### [Extrait]
++++++++
Même si les trois arbitres n'ont pas encore rendu leur décision, on avait l'impression, jeudi matin, que Guy Lafleur était en bonne position pour marquer un but en Cour d'appel du Québec.

Le célèbre numéro 10 n'était pas présent à cette audience, qui visait à faire casser la déclaration de culpabilité rendue contre lui l'année dernière pour une affaire de témoignages contradictoires. Mais les avocats qui le représentaient, Giuseppe Battista et Louis Belleau, ont déployé tous leurs arguments pour convaincre les juges que leur collègue de la Cour du Québec avait commis une erreur en déclarant Lafleur coupable.Le 19 septembre 2007, témoignant au procès de son fils, Mark, Guy Lafleur avait soutenu que ce dernier avait respecté son couvre-feu lorsqu'il était à la maison durant ses permissions de fin de semaine de la ressource l'Exode. Lafleur avait cependant passé sous silence le fait que Mark avait passé deux nuits à l'hôtel avec sa copine. Il l'avait admis un mois plus tard, alors que la Couronne avait les factures d'hôtel en main. Cela lui avait valu d'être accusé, puis reconnu coupable d'avoir rendu des témoignages contradictoires.
++++++++
### [Exercices à faire]
1) Répondez à ces questions à partir de l'extrait sur l'appel de Guy Lafleur :
(a) Devant quelle cour l'audience de jeudi matin se tenait-elle ?
(b) Quels avocats représentaient Guy Lafleur ?
(c) Où et avec qui Mark avait-il passé deux nuits ?
2) Reprenez l'extrait sur l'appel de Guy Lafleur après sa dernière phrase et rédigez-en la suite.
Les lignes qui suivent n'ont aucun lien avec l'extrait.
++++++++
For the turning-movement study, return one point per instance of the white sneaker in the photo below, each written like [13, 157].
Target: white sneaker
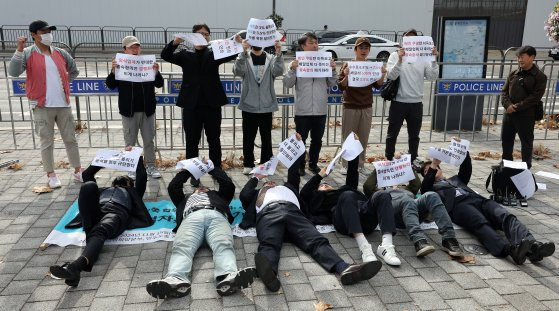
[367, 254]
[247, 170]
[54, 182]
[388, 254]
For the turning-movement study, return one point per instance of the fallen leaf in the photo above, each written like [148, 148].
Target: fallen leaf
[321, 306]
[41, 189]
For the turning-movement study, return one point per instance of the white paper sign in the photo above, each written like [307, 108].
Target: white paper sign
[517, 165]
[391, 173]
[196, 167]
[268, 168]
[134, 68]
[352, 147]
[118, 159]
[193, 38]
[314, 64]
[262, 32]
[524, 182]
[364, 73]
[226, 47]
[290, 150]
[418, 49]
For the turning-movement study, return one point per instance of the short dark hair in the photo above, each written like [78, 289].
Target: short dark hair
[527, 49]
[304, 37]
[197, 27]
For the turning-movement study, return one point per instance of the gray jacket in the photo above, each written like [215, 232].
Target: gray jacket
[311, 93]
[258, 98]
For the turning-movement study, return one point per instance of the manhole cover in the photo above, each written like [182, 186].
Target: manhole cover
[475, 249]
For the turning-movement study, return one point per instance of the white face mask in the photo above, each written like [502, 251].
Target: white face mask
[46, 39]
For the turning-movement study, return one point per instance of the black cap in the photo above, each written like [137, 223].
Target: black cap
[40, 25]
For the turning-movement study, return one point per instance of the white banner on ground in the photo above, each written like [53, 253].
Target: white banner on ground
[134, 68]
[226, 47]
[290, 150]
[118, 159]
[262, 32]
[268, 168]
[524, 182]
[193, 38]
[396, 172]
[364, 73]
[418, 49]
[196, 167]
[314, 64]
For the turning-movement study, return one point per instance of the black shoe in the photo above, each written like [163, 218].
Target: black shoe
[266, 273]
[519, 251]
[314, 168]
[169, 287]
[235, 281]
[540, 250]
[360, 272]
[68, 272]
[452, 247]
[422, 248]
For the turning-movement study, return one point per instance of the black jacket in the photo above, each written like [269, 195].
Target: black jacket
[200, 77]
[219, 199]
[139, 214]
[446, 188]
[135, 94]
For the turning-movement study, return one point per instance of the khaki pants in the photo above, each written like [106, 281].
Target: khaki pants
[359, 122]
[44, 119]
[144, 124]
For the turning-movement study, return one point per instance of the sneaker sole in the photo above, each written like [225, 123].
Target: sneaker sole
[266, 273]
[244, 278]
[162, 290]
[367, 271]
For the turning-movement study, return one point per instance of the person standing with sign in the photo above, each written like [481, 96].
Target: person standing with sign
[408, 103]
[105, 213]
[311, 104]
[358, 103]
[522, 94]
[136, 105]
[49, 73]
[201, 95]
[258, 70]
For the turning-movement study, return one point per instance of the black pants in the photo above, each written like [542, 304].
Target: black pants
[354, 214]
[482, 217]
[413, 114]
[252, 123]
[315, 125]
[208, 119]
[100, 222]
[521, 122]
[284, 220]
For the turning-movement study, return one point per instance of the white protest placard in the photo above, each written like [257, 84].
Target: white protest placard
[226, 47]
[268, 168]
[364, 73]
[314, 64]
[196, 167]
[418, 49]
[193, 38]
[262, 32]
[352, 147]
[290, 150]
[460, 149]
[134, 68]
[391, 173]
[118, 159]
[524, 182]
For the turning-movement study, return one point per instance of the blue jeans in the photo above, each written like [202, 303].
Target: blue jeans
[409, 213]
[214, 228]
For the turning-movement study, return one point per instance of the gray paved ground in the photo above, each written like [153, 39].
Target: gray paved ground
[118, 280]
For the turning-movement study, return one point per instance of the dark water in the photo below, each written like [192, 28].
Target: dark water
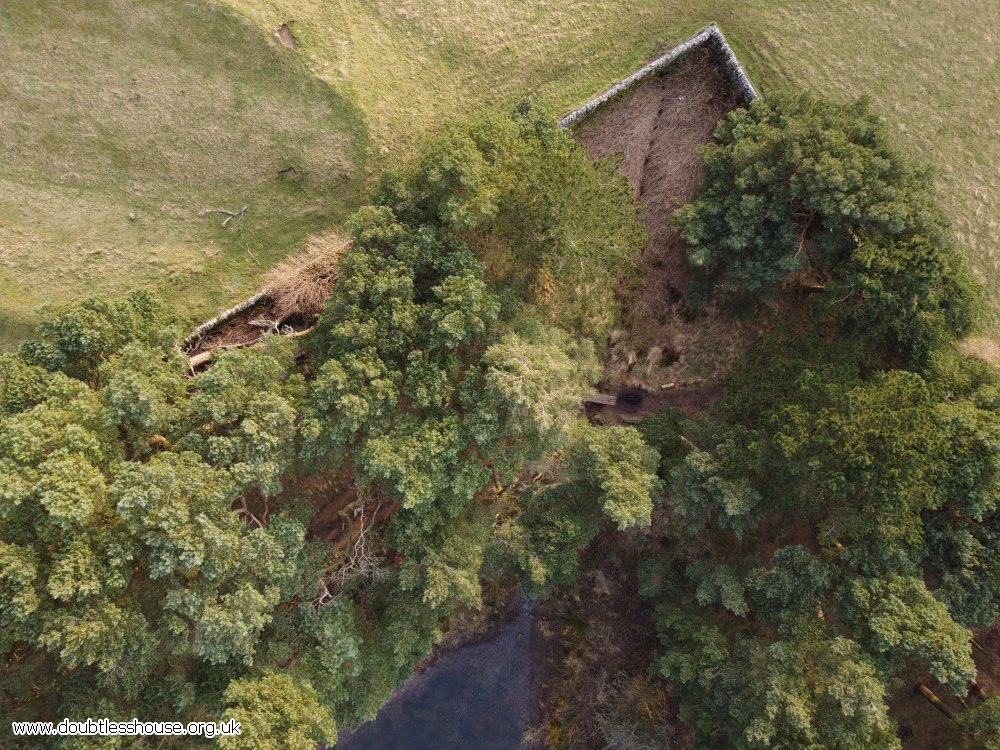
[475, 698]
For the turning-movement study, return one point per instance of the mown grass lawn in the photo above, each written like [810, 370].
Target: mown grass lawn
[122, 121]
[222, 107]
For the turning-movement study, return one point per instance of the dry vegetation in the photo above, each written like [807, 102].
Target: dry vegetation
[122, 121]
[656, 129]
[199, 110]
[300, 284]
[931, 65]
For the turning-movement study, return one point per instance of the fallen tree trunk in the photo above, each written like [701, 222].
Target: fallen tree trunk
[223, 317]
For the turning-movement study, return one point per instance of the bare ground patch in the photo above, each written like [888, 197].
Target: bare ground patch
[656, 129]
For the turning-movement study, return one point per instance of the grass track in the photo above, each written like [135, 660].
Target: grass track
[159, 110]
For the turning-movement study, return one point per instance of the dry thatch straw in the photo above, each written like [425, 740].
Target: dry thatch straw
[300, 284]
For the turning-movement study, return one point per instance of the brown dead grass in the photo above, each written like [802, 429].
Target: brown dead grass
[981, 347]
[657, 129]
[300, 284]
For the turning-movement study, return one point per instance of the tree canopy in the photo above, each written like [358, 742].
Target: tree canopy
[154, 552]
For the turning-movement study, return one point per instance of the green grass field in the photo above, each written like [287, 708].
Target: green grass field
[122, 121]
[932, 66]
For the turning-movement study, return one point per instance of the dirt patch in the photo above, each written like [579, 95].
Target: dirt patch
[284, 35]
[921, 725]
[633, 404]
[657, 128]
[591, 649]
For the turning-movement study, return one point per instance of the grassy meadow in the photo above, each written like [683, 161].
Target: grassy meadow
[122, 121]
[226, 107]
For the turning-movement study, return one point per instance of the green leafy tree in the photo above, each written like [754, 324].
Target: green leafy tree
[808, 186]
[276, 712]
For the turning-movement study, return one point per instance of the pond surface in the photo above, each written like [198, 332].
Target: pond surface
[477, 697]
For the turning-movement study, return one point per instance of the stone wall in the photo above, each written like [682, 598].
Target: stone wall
++++++++
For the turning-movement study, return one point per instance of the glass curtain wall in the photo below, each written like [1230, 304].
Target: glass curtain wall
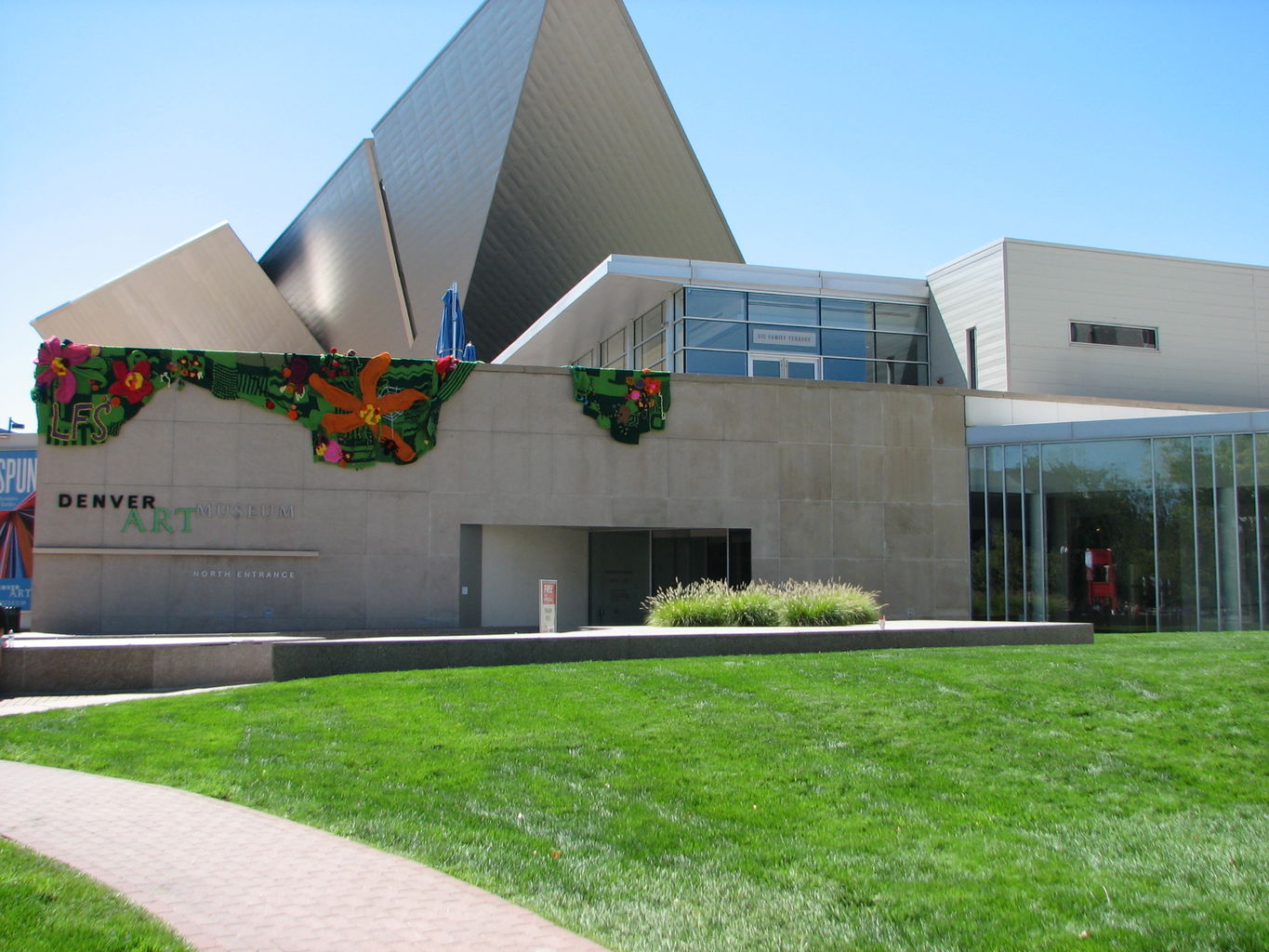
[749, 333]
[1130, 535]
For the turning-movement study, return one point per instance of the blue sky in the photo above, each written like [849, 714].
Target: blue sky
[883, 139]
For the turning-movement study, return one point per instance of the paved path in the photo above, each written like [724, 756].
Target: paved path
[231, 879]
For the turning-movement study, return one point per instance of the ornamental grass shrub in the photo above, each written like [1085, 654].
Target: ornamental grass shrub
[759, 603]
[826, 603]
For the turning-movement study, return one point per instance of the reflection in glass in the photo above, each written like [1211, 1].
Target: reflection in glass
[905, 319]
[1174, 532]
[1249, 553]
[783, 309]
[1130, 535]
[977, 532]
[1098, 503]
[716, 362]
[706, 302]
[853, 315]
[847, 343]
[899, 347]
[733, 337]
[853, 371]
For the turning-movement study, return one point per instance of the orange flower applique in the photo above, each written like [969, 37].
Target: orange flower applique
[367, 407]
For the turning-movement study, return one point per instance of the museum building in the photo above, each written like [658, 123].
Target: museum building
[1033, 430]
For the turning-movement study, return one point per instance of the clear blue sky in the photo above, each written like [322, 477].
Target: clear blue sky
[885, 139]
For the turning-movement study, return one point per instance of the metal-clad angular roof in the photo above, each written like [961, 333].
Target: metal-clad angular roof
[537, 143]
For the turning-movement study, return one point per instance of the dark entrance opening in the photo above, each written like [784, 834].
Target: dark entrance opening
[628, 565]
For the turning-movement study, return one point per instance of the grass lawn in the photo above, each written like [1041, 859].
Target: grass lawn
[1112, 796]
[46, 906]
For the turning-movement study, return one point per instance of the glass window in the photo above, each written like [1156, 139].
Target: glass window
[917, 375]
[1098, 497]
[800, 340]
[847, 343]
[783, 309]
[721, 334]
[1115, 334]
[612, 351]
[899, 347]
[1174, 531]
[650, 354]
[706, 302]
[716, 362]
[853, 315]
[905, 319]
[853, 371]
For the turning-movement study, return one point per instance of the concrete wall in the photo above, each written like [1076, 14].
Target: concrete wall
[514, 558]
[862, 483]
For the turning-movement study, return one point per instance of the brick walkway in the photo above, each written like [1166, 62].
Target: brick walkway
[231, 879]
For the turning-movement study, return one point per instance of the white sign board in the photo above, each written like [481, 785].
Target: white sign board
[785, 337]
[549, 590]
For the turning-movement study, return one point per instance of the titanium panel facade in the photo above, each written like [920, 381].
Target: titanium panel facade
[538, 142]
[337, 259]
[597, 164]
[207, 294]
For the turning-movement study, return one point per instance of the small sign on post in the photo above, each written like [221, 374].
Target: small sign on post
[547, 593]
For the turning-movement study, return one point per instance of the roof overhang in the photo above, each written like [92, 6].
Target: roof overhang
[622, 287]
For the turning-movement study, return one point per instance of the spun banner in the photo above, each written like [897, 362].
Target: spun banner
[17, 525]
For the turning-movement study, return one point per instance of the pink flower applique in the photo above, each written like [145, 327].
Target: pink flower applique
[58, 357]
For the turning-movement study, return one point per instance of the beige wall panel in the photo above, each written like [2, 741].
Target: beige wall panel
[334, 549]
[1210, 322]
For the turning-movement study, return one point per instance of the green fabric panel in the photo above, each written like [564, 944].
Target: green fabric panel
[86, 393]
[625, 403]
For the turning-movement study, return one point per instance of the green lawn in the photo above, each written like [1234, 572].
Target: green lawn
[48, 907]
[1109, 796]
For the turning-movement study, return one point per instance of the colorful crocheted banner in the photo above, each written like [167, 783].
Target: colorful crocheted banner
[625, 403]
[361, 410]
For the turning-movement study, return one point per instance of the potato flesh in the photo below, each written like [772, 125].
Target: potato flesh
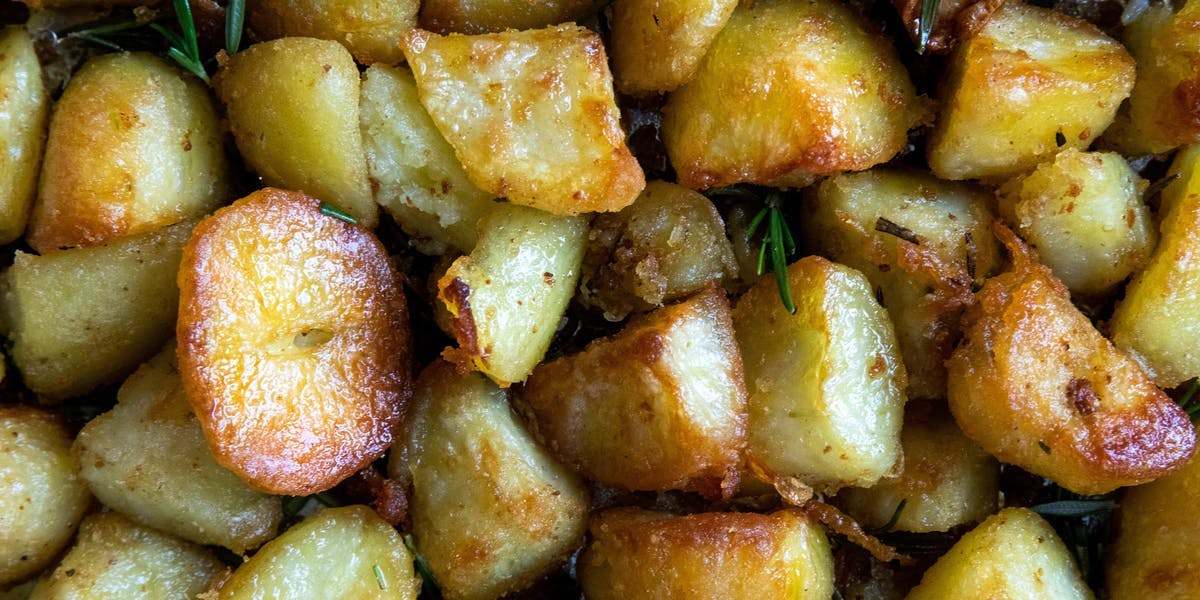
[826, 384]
++++++++
### [Corrigés]
1)
(a) Devant la Cour d'appel du Québec.
(b) Giuseppe Battista et Louis Belleau.
(c) À l'hôtel, avec sa copine.

2)
Jeudi matin, les juges François Doyon, François Pelletier et Marie-France Bich sont peu intervenus lors des plaidoiries des avocats de Lafleur. «Ce n'est pas parce qu'il n'a pas dit quelque chose à un moment qu'il y a une contradiction», a fait valoir Me Battista. «Une fausseté n'est pas nécessairement un mensonge», a renchéri Me Belleau. Les avocats ont fait ressortir qu'il fallait analyser le «contexte» et les paroles prononcées par Lafleur. Selon eux, jamais Lafleur n'a eu l'intention de tromper la Cour. Même si Mark allait coucher à l'hôtel, son père croyait de bonne foi qu'il respectait son couvre-feu puisqu'il rentrait à l'hôtel à l'heure imposée.

Me Belleau a fait ressortir deux définitions du mot couvre-feu: l'obligation de rentrer chez soi ou l'interdiction d'être dehors.

«Il y a un flou incroyable dans les modalités du couvre-feu», a ajouté l'avocat.

«Il se crée une ambiguïté, car il y a deux paramètres dans le concept du couvre-feu», a résumé le juge Doyon.

«L'accusé s'est cramponné à l'heure», a répondu Me Belleau.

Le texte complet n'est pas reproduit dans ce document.